抜粋本文:
========================================================================

あらためて知る「制震」の凄さとは?|今、住宅に制震が取り入れられている理由も紹介

制震ダンパーは、耐震、制震、免震といった建物の地震対策のひとつです。
「耐震住宅」「耐震等級3の家」など、住宅の耐震性は多くの人が知るところですが、今それに加えて「制震」を取り入れた住宅が増えていることをご存知でしょうか。
今回のコラムでは制震の特徴やメリット・デメリットをお伝えするとともに、住宅への制震の取り入れ方などを解説します。
住宅に万全の地震対策を施したい方、これから家を購入する予定のある方、とにかく地震への備えについて知りたい方、またお施主様へ安全な住宅を提供する工務店やハウスメーカーの方もご一読いただき、制震の重要性を再確認しましょう。
・制震技術について確認できます。
・耐震だけでは不十分な地震への対策に、制震が有効であることがわかります。
・住宅へ制震がどのように取り入れられているかがわかります。
今、費用を抑えつつ住宅の地震対策に高い効果を得られる「制震ダンパー」のニーズが高まっています。
制震ダンパーについて詳細をお知りになりたい方やご興味を持たれた方は、資料請求からお気軽にお問い合わせください。

目次
建物の地震対策の三本柱は耐震・制震・免震

住宅や大型建造物など、建物の地震対策には「耐震・制震・免震」の3つがあります。
まずは耐震と免震について特徴をご説明します。
耐震とは:揺れに耐える技術

耐震とは文字通り、建物そのものの強度を向上させることで地震の揺れに耐えられるようにする技術のことです。
一般的な木造住宅では耐力壁(地震に耐える役割を持つ壁)を増やす、柱や梁を太くする、柱と梁の接続部を強固にする、といった方法で建物の耐震性を高め、地震による建物の崩壊や損傷を防ぎます。
耐震は日本で最も広く採用されている建物への地震対策であり、建物の地震対策の基本として戸建て住宅から大規模建築物まで取り入れられています。
また、現行の建築基準法では、建物に対して一定の耐震基準(耐震等級1)を満たすことが義務づけられています。
- 震度6強~7程度の、数百年に一度発生する程度の地震ではすぐに倒壊や崩壊をしない
- 震度5程度の数十年に一度発生する地震ではすぐに住宅が損傷しない
耐震基準を満たすことで、こうしたレベルの耐震性を有すこととなります。
一方で、耐震には地震が繰り返し発生することによりダメージが建物に蓄積されてしまうという側面に注意が必要です。
>関連コラム:耐震等級はどうやって決められているの?|耐震性能を高めるためのポイントを解説します
免震とは:揺れを伝えない技術

免震とは、建物と地盤の間に免震装置を設置して、地震の揺れを建物に伝えないようにする技術をいいます。
免震の場合は建物と地面とが断絶しているため、地震が発生しても建物が揺れることはほとんどなく、比較的大きな地震に優れた効果を発揮します。

========================================================================

データセット抜粋:
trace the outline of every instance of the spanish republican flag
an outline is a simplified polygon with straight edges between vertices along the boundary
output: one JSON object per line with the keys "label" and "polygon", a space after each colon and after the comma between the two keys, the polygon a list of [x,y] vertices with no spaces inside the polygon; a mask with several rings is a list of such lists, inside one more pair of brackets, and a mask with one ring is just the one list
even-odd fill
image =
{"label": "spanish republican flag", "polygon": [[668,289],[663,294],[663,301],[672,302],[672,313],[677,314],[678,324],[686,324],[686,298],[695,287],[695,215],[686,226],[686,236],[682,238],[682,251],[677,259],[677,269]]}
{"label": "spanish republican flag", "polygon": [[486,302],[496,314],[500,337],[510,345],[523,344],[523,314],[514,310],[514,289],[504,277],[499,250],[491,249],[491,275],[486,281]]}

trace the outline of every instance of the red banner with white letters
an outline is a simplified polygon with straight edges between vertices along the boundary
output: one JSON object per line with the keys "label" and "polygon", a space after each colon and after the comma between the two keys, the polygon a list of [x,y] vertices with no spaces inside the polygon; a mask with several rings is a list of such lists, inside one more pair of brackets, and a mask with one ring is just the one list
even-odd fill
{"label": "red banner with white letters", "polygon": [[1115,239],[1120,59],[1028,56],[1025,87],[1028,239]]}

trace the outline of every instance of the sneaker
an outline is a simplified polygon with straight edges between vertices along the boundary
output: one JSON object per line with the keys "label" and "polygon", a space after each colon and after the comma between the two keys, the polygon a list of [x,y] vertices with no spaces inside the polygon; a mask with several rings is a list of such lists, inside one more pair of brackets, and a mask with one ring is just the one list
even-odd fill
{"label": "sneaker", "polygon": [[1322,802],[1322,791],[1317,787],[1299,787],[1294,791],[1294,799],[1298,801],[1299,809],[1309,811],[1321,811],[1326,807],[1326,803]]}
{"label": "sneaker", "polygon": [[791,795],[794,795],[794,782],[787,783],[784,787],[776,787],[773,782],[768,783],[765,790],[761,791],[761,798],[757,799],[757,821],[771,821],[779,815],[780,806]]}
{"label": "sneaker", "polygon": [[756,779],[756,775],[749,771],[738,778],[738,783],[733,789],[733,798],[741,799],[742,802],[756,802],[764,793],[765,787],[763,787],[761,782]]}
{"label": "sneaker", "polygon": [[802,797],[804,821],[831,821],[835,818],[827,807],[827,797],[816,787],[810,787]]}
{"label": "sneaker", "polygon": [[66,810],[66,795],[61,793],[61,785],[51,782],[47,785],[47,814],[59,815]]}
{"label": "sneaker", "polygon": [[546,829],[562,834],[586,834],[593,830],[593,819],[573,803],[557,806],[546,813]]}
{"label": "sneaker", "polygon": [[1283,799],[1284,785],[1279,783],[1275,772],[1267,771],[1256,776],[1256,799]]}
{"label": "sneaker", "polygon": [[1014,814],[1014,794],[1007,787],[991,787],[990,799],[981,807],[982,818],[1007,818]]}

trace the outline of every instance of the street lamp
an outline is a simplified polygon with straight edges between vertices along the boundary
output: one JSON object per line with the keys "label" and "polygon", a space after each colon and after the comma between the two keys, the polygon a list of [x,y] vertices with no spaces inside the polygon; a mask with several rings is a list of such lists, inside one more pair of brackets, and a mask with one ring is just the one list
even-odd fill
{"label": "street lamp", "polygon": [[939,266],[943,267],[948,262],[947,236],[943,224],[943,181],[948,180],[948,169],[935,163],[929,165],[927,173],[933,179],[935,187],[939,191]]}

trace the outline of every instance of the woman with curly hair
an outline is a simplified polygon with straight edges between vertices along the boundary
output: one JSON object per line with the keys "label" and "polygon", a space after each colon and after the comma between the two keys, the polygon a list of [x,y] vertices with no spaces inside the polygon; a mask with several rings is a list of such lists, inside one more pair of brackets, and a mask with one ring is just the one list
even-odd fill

========================================================================

依頼内容 1:
制震を取り上げたコラムについて、次の問いに答えてください。
(a) 現行の建築基準法で、建物が満たすことを義務づけられている耐震基準は何ですか。
(b) 耐震について、注意が必要だとされている側面は何ですか。
(c) 免震では、免震装置をどこに設置しますか。
依頼内容 2: 制震を取り上げたコラムの本文を、最後の文に続けて書き進めてください。

回答文 1:
(a) 耐震等級1です。
(b) 地震が繰り返し発生することで、ダメージが建物に蓄積されてしまうという側面です。
(c) 建物と地盤の間です。

回答文 2:
一般の戸建て住宅にも一部取り入れられていますが、設備が大掛かりな点や費用が高い点、戸建て住宅での技術者が限られている点などから主にマンションや商業施設、複合ビルなどの高層ビルや大型建築物に用いられています。
>関連コラム:免震とは?特徴やメリットデメリットを詳しく説明|戸建住宅への向き不向き
制震とは:揺れを吸収する技術

では、本記事のテーマである制震には、どのような特長やメリット・デメリットがあるのでしょうか。
制震とは
制震とは建物に制震装置を設置し地震の揺れを吸収して抑制する技術のことで、制振と呼ばれることもあります。
小さな地震から大規模な地震まで対応しており、繰り返し発生する地震に対しても効果がある点が特徴のひとつです。
制震装置には主に制震ダンパーが用いられますが、制震ダンパーにはオイル・ゴム・鋼材などの種類がありそれぞれ設置箇所や設置方法等が異なります。
制震の技術は一般的な戸建て住宅からマンションや複合施設などの高層ビルまで採用されており、「東京駅」「東京スカイツリー」「あべのハルカス」などのランドマークでも利用されています。
制震装置を用いた性能試験の結果
制震技術は、制震装置が地震の揺れによるエネルギーを吸収することで、建物に伝わる地震の揺れを小さくし建物の変形を大きく低減します。
このことをよく示す、『震度7相当の地震の揺れを想定した「起振器」による実棟性能試験の結果』をご覧ください。
こちらは在来軸組工法・2×4工法の実棟で制震ダンパー設置前後の変形を計測し、震度7相当の地震に対する変形量をシミュレーションしたものです。

こちらの性能試験結果から、制震装置である「αダンパーExⅡ」を設置することによって設置前より変形を約1/2に低減することが確認されました。
また、在来軸組工法・2×4工法を問わず効果が発揮できることも確認されています。
制震のメリット・デメリット
改めて、制震技術のメリットとデメリットをまとめると次のとおりです。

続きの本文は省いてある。